YOUR INSTRUCTIONS »
Print every line of the items below verbatim, but leave the pictures out.

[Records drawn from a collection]
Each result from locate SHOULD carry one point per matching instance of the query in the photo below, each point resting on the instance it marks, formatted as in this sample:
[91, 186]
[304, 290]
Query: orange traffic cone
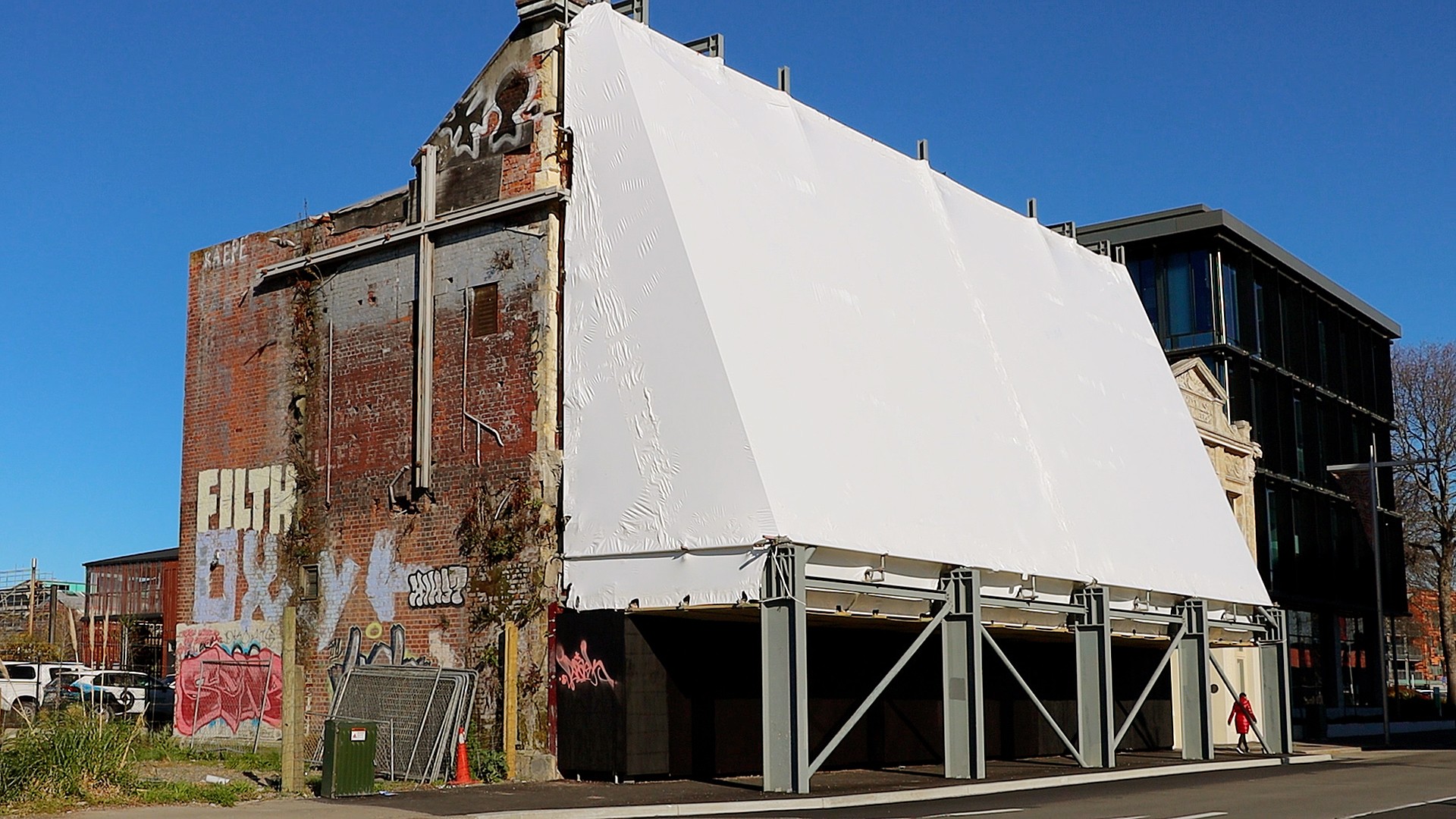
[462, 764]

THE COMPLETED TASK »
Each result from locate SHOULD carry one point per matching instance of the query in the photo below, each point resting on the instance it marks, formatted as in this sample:
[91, 186]
[304, 290]
Query: orange traffic cone
[462, 764]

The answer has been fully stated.